Exercise objective: Rewrite the data below as a JSON list of strings, with one string for each line and blank lines omitted. Begin at the line that contains "windshield --shape polygon" and stop after the line that contains "[[[0,163],[1,191],[75,191]]]".

Dataset:
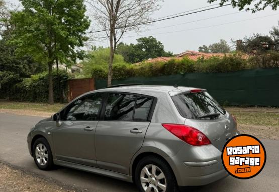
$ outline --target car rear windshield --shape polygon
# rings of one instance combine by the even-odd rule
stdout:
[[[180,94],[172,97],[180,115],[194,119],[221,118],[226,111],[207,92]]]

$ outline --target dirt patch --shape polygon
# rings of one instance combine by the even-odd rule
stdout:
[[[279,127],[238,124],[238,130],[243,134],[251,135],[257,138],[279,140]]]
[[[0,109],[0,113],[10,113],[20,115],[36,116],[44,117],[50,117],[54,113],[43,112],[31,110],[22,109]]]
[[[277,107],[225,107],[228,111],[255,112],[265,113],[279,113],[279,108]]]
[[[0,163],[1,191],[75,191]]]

* * *

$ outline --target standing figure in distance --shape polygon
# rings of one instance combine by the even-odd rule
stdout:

---

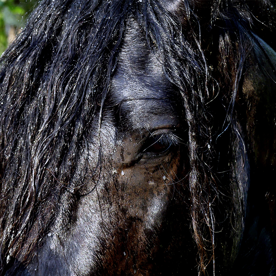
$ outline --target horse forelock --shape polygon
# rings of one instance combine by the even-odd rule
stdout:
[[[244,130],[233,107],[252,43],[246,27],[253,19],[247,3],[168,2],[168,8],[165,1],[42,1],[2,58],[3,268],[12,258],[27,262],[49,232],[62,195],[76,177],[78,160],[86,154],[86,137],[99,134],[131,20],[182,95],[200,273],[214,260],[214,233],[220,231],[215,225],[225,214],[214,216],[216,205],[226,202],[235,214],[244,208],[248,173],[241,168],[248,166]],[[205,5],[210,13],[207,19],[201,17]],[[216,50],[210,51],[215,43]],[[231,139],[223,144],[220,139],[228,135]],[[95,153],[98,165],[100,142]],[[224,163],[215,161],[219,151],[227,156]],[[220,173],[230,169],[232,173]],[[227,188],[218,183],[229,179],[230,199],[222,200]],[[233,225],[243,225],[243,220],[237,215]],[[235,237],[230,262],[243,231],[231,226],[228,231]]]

The solution:
[
  "$ outline --target car rear windshield --shape polygon",
  "# rings of one instance combine by the even-odd rule",
  "stdout:",
  "[[[180,94],[172,97],[180,115],[194,119],[221,118],[226,111],[207,92]]]",
  "$ outline --target dirt patch --shape polygon",
  "# rings of one instance combine by the even-odd rule",
  "stdout:",
  "[[[279,127],[238,124],[238,130],[243,134],[251,135],[257,138],[279,140]]]",
  "[[[0,109],[0,113],[10,113],[20,115],[36,116],[44,117],[50,117],[54,113],[43,112],[31,110],[22,109]]]",
  "[[[277,107],[225,107],[228,111],[255,112],[265,113],[279,113],[279,108]]]",
  "[[[0,163],[1,191],[75,191]]]"
]